- _WORK TO DO_
Copy the items below, switching "Quickstart" to "Overview" and keeping everything else the same.

- _SOURCE DATA_
⁂

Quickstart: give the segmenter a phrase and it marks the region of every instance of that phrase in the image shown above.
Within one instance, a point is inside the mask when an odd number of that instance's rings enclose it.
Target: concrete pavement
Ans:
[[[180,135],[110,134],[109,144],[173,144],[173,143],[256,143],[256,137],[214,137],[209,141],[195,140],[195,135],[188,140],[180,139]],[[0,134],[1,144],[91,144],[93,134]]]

⁂

- _COMPLETED EXERCISE_
Overview: give the segmenter a phrase and it marks the region of every instance of that phrase in the image shown above.
Within one instance, a point is inside the mask when an odd number of that instance's rings enclose it.
Target: concrete pavement
Ans:
[[[180,135],[110,134],[109,144],[173,144],[173,143],[256,143],[256,137],[214,137],[209,141],[195,140],[195,135],[188,140],[180,139]],[[0,134],[1,144],[91,144],[93,134]]]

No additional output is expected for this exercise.